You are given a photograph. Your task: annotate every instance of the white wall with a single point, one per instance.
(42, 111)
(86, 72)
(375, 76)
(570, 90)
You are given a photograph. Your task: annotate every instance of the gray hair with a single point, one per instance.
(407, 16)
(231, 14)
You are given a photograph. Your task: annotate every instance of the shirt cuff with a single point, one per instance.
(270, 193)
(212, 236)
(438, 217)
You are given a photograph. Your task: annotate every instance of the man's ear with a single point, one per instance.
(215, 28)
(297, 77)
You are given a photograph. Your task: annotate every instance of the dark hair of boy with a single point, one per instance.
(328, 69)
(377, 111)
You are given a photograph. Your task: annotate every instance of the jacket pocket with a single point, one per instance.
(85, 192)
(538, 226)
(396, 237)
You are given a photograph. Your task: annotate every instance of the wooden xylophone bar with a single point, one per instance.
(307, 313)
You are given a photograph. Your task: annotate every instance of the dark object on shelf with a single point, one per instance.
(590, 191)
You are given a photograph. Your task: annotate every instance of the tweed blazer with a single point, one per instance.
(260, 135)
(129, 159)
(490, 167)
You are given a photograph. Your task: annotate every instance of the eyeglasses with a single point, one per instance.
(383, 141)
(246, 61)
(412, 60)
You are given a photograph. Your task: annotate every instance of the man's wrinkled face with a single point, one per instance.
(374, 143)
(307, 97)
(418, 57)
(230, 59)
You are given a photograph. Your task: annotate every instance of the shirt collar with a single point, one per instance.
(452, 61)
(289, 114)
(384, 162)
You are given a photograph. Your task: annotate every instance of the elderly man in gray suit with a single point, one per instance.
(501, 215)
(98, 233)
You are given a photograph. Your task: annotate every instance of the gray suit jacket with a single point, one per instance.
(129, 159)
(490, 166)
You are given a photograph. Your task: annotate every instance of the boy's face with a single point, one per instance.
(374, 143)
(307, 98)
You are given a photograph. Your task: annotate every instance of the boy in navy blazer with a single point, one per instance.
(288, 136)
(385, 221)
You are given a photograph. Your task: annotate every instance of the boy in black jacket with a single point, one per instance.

▶ _Task objective_
Every line of the material above should be set down again exactly.

▶ _Response area_
You are given a photograph. Your task: annotate every instance of the white wall with a single point, one per instance.
(42, 111)
(86, 72)
(375, 76)
(570, 90)
You are given a photograph. Your task: annotate every instance of the gray hair with a single point, one per instance.
(407, 16)
(231, 14)
You are given a photograph. Your task: annotate every instance of the shirt cuff with a single point, one per instance.
(270, 193)
(212, 236)
(438, 217)
You are given a photograph. Your task: annotate every instance of the man's ear with a single point, one per instance.
(215, 28)
(297, 77)
You are given a photograph. Your task: annotate every instance of the dark hair of boy with a single point, one per instance.
(328, 69)
(377, 111)
You are given a photograph. Your task: annotate every instance of the jacket pocket with a single point, one per instance.
(85, 192)
(538, 226)
(396, 237)
You are given a photograph. Your task: annotate every instance of the wooden xylophone bar with a single point, one per instance.
(307, 313)
You are given a photograph. Your task: annotate every instance of the dark object on shelf with a single point, one per instance.
(590, 191)
You are given a photograph. Your task: annotate every instance of the tweed blazer with a single point, one per instance.
(260, 135)
(129, 159)
(490, 167)
You are given a photograph. Your task: annotate every instance of the eyeglasses with a single point, one per instance.
(383, 141)
(246, 61)
(412, 60)
You are given a photograph. Your task: annotate every instance of the man's wrinkled face with a single point, one per instance.
(374, 143)
(307, 97)
(418, 57)
(230, 59)
You are given a photograph. Your task: annotate every instance of the shirt collar with a single point, one per instance.
(452, 61)
(289, 114)
(384, 162)
You are given a photograph. Your task: annotate every instance of the elderly man in gray suit with a single point, one per instance.
(501, 215)
(98, 233)
You are given a photograph. Your task: annotate every instance of the gray suit jacket with a single point, one per instance.
(129, 159)
(490, 166)
You are given a photograph. Your task: annotate every instance of the boy's face with a single point, one per instance.
(374, 143)
(307, 98)
You are given a photograph. Your task: annotate every instance of the boy in navy blazer with a single point, one per instance.
(288, 136)
(385, 221)
You are given a photograph. Your task: annotate every instance of the boy in black jacket with a single point, one per instance.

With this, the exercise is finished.